:: BRIEF ::
Rewrite the lines below, replacing every occurrence of "car wheel" with "vehicle tire" and leaving everything else unchanged.

>> START GIVEN DATA

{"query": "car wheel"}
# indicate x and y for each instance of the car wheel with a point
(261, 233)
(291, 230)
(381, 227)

>> END GIVEN DATA

:: WRITTEN SOLUTION ::
{"query": "vehicle tire"}
# indicate x and y for each instance of the vehicle tire with a point
(261, 233)
(291, 230)
(381, 227)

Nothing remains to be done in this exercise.